── Dataset records ──
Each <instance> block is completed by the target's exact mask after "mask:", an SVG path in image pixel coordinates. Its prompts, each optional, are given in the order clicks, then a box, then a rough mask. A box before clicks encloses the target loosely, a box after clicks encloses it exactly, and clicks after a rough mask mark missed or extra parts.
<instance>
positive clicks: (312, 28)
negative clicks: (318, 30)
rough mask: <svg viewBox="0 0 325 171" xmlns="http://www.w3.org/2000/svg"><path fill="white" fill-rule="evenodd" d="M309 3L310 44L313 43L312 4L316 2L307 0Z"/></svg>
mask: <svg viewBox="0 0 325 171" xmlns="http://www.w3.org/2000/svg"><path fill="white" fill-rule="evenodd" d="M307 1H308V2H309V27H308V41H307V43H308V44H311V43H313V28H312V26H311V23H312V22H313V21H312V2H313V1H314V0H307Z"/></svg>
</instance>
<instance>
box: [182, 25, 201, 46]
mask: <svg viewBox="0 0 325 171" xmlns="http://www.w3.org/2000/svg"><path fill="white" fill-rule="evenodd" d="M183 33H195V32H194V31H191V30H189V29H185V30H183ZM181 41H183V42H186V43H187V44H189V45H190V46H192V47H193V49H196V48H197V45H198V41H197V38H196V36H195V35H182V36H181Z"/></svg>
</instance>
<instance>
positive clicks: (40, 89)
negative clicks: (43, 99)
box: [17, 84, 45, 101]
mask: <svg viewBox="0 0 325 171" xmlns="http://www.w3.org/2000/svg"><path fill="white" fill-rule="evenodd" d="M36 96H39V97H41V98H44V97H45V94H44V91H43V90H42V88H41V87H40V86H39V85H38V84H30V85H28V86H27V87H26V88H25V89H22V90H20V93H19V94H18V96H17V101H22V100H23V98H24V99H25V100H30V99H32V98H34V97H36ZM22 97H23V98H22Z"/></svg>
───
- **Instructions for the task**
From the entries above, copy every line where the word "negative" shows up.

- **Written response**
negative clicks: (318, 30)
negative clicks: (43, 99)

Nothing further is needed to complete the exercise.